DATA EXTRACT:
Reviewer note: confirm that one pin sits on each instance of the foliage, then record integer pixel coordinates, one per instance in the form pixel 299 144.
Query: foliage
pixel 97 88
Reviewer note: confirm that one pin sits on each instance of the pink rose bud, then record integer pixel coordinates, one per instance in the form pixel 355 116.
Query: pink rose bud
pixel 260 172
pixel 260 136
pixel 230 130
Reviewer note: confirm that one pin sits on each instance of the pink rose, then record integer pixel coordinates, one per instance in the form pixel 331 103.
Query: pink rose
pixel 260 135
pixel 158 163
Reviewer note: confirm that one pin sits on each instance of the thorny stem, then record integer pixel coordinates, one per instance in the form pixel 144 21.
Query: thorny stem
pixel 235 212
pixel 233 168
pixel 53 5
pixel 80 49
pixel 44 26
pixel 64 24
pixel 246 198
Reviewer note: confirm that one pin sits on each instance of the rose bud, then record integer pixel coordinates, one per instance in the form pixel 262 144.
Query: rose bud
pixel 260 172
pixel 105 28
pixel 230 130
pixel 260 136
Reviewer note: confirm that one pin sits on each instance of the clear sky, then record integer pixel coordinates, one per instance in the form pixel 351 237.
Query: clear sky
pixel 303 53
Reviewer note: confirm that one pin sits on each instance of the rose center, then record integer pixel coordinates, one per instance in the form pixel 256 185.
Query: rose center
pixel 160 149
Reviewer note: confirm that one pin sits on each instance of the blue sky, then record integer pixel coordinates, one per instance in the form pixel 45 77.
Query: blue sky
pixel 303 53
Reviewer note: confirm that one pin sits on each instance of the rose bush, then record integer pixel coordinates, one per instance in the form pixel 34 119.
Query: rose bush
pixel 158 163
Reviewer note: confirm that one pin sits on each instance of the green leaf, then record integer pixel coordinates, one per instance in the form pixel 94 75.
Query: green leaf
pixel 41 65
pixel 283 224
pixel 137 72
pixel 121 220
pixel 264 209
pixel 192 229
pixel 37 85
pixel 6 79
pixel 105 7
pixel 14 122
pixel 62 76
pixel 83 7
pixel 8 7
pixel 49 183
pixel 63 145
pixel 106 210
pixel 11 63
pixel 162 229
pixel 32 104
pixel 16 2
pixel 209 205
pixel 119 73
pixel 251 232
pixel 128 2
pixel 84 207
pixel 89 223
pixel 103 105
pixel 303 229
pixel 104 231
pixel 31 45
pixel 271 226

TASK ITEM:
If a line in the data contains the string "integer", copy it.

EXERCISE RESULT:
Reviewer note: confirm that one pin sits on each instance of the foliage, then record integer pixel coordinates, one per instance in the form pixel 299 144.
Reviewer note: confirm that one pin sits on each instance of the pink rose bud, then record integer pixel coordinates, one per instance in the form pixel 355 116.
Reviewer note: confirm that one pin sits on each instance of the pink rose, then record integer pixel coordinates, one per instance in the form pixel 331 103.
Reviewer note: confirm that one pin sits on each instance of the thorny stem, then record integer pixel coordinates, one per instance in the form pixel 144 21.
Reviewer note: confirm that one pin sits on each instance of the rose bud, then record integer pixel coordinates, one per instance in the form pixel 262 144.
Reviewer note: confirm that one pin sits on each instance of the clear sky, then record integer pixel coordinates, one per instance in the form pixel 351 237.
Reviewer note: confirm that one pin sits on each instance of the rose center, then record integer pixel coordinates, one per instance in the form pixel 256 185.
Reviewer note: confirm that one pin sits on each instance of the blue sky, then record integer pixel coordinates, one per instance in the form pixel 45 77.
Reviewer note: confirm that one pin sits on each instance of the rose bush, then record integer pixel coordinates, one per instance in the form pixel 34 119.
Reviewer note: confirm that one pin sits on each instance of the green leaf, then record integer pixel coordinates, one per instance in the form pixel 94 75.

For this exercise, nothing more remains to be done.